SUPPLIED TEXT ▸
Now I have to convince the audience that, that is also a problem, right? This is also part of your job as a writer. I have to believe what the character believe. So, why is it a problem that Sadness is there? Well, she just ruined this amazing moment with the baby and made the baby cry. So, I'm already starting to be like, ‘yeah!’ But you know, she's Joy, so she doesn't say, ‘Hey, get off of there,’ or get mean. She goes, ‘oh my gosh, hi! Well, can I just? Would it be okay?’
Like, she has her own coping mechanism to the problem. So, that's how the story starts. The relationship starts. I've introduced a problem. I've introduced a, we've introduced a prize, which is this baby all, you know, your opening scenes often are the very last thing you write because it, they, usually and can contain the entire movie in them. In terms of those seeds. Not always, but they can. And in Inside Out, they do.
And so thematically, this movie is about ‘accept Sadness.’ That she can connect you. And that's what Joy has to do. So to make that happen, I have to create a story, versus just situations happening that I don't care, or know, what any relevance of those situations are.
And I mean, you can look at stuff like Avengers, where they've got so many characters, but it's still a story 'cause they're tracking every single one of those characters. Each one is arcing, each one, each relationship is arcing. You know, it's pretty incredible that high story math, right?
But other things in your engine. S,o your engine is theme. It's what's the world, what world are we in? You know, you have to think, have a think about that. And that's something to master. How to describe a world, how the world is reflecting your main character. Why are we in this world? Why is this the right world for this main character or these relationships?
What is your tone? Which can also be genre, right? What is what? What are you going for here? We could do a whole show on tone, but you know, what genre are you doing? Do you know it well? Who is your main character? Often, I am surprised, sometimes, when I'm helping up somebody with their script and when they tell me who the main character is. Do they have an emotionally relatable goal, and plan? Is there conflict to that?
I mean, sometimes that's the most basic thing that we all forget, even in prose, which is, ‘what does your character want and what is in conflict with that?’ Like that is it. That's it. And you know, what's forcing them into action? What in, you know, and what's their impossible goal? The more impossible the goal, the more fun, and places you have to go, right? Because I don't know how it's gonna happen. Suddenly I'm leaning in, you've set expectation, because I don't know how they're gonna possibly get that goal. So already we're engaged, right?

REQUIREMENT 1 ▸ Copy the storytelling talk word for word from "What is your" to "conflict to that?".
REQUIREMENT 2 ▸ Continue the talk on storytelling and Inside Out, starting after its final sentence.

THE DATA ▸
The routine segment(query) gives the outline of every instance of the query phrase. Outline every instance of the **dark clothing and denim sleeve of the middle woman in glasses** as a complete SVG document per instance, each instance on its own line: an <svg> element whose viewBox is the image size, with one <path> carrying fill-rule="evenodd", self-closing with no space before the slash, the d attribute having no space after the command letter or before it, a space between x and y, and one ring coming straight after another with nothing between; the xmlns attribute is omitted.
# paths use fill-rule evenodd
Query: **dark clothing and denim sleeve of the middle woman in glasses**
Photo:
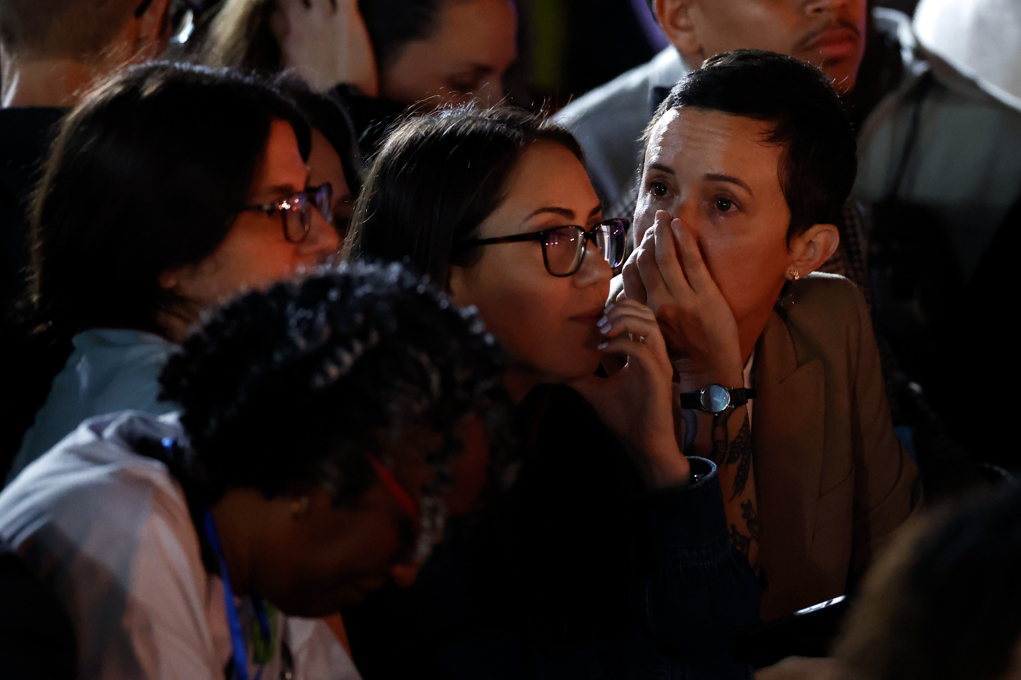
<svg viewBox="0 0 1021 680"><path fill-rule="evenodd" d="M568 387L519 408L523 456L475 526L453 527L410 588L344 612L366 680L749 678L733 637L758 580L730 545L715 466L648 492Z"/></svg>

* * *

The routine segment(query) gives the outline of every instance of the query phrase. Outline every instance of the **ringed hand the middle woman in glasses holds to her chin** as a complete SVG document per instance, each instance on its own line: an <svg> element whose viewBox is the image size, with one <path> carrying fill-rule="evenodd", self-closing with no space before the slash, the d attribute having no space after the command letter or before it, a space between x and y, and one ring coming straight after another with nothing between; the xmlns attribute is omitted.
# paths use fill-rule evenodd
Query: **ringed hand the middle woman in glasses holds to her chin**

==

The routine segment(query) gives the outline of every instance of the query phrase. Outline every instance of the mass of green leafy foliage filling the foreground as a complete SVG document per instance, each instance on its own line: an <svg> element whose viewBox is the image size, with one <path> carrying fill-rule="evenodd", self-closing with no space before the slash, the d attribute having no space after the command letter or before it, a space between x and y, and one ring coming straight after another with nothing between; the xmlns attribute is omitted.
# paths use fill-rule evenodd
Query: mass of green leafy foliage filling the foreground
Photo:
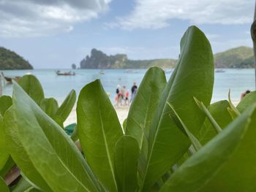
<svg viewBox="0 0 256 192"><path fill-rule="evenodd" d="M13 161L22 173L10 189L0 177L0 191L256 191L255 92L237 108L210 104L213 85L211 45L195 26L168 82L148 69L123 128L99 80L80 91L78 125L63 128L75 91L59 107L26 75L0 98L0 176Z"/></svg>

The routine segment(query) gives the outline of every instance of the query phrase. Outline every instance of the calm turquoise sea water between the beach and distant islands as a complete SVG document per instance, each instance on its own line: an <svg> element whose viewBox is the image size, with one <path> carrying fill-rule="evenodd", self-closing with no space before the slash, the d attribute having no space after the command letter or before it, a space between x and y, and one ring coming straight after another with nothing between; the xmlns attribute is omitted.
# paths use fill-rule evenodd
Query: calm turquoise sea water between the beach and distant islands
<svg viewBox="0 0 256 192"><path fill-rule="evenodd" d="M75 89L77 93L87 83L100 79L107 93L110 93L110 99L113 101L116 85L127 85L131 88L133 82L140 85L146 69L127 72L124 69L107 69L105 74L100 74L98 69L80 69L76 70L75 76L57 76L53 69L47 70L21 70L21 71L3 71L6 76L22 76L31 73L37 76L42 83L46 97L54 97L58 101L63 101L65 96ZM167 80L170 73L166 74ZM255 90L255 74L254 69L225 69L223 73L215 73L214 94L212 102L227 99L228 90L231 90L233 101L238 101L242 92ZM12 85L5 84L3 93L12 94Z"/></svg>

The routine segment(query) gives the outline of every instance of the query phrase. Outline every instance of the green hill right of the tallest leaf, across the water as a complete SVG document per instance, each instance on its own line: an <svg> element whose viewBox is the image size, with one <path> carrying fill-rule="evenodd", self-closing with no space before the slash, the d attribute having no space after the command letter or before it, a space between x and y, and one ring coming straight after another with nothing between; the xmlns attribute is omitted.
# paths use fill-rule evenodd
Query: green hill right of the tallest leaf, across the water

YOUR RESPONSE 1 ▸
What is your tone? Which can also be genre, right? What is what? What are you going for here? We could do a whole show on tone, but you know, what genre are you doing? Do you know it well? Who is your main character? Often, I am surprised, sometimes, when I'm helping up somebody with their script and when they tell me who the main character is. Do they have an emotionally relatable goal, and plan? Is there conflict to that?

YOUR RESPONSE 2 ▸
If the goal doesn't feel that impossible, you're kinda like, okay, well I, you could just get on the bus, and go get the dog. I mean, what's the, you know, like what, you're not gonna be in the story anymore. So that to me is a story engine. And why, if you're a beginner, I want you to start learning about those main craft things to do and to learn by writing lots of scripts without them, because that's how you figure out that what you're missing, and I'm sorry to say, but that's mostly how your brain is gonna learn.
Your brain is gonna learn because you're gonna write an entire script. And this happens to me almost every time. And my first draft, and then you're gonna get the note, ‘she has no agency, what's her want?’ And then you're gonna be like, ‘oh my God, I,’ you know, that, often that's how you learn, and how your brain is gonna learn is through iteration, and not doing it, and then you're gonna do it in a rewrite and see the effect and your brain's gonna go ‘oh, that's really good. I get that.’
Lorien: We get this question a lot like, ‘how do I layer when I'm rewriting?’ Like, you wanna do a character pass, you wanna do a, this kind of pass and it's more like you think you're doing it right, you're writing it, you're doing the rewrite, and then you finish it and you go, ‘oh shit.’
Meg: ‘I didn't do it.’
Lorien: I don't, yeah, I didn't do it right. But I don't really look at it like, this is the pass where I'm gonna like, make sure the theme tracks, you know, I'm like, ‘this is the past where I put the character want in it.’ Okay, that's all I need to do to fix this. And then I do all the things I need to do when I write it, and then I get to the end, I'm like, ‘well, fuck the theme is not clear anymore, all of a sudden,’ you know?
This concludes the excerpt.